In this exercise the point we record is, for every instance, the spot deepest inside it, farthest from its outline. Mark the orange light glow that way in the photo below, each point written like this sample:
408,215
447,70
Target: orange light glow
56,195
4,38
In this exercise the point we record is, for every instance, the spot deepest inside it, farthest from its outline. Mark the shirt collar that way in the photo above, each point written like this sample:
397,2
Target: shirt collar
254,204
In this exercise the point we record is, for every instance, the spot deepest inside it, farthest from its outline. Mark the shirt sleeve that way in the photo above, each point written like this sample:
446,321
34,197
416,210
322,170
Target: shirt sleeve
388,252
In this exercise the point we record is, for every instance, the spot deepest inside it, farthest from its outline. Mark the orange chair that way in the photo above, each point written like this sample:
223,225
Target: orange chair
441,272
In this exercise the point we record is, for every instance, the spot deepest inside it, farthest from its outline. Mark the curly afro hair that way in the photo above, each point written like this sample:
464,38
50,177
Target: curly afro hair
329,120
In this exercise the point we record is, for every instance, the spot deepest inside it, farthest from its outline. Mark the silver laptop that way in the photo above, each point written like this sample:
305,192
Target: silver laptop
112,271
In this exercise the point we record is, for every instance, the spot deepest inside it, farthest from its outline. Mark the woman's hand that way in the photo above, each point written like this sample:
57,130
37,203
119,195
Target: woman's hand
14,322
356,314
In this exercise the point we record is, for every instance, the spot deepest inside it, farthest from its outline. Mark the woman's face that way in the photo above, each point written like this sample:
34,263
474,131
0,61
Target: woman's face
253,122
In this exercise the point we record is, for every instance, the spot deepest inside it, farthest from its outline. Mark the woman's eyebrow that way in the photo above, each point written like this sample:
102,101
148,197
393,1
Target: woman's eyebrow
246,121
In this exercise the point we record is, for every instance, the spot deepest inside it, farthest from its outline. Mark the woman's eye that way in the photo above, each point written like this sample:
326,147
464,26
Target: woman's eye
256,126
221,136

To do
Would you set down all the lines above, exactly and in full?

Answer to the problem
In this exercise the point we record is, for every instance, the spot deepest inside it, farthest from its outline. Mark the orange light glow that way in the photo below, each point written like this sample:
408,215
447,70
Target: orange light glow
56,195
4,38
In this exercise the point we record is, for every instance, the spot deepest inside it, farthest from its outline. Mark the shirt collar that way in the photo above, each point written like this sample:
397,2
Target: shirt collar
254,204
In this exercise the point we record is, for every instance, the spot deepest inside it, farthest from its outline. Mark the shirt sleeve that way in the photo above, each point written like this sample:
446,321
34,197
416,210
322,170
Target: shirt sleeve
388,252
In this exercise the point we record is, for every instance, the spot deepest inside it, farthest from its outline. Mark the orange chair that way in the photo above, each point written like this sample:
223,225
Target: orange chair
441,272
In this exercise the point we record is, for every instance, the spot deepest inside it, farthest from its outline. Mark the curly afro hair that way in the photo above, each point written like this sample:
464,38
50,177
Target: curly afro hair
329,120
In this exercise the point we record is, for every instance, the spot deepest inside it, farthest from its outline. Mark the silver laptop that way in the photo above, each point written like this sample:
305,192
Target: silver laptop
112,271
In this exercise the point we record is, for every instance, the spot deepest inside it, farthest from its outline. Mark the woman's hand that way in the photo above, each point written like this sample:
57,130
37,203
119,195
Target: woman's hand
14,322
356,314
In this exercise the point we record is, for every instance, the spot deepest inside it, farthest from its outline. Mark the woman's face that way in the photo above, each point written like this sample:
34,263
474,131
0,61
Target: woman's face
253,122
In this exercise the point we record is, for every instance, the spot deepest inside it, farthest from its outline. Mark the woman's eyebrow that way in the photo above, each point written like this sample:
102,101
148,197
393,1
Target: woman's eyebrow
246,121
In this exercise the point we record is, for every instance, the spot deepest inside it, farthest from its outline. Mark the woman's eye that way in the photo above, each point written like this sample:
326,147
464,26
Target: woman's eye
256,126
221,136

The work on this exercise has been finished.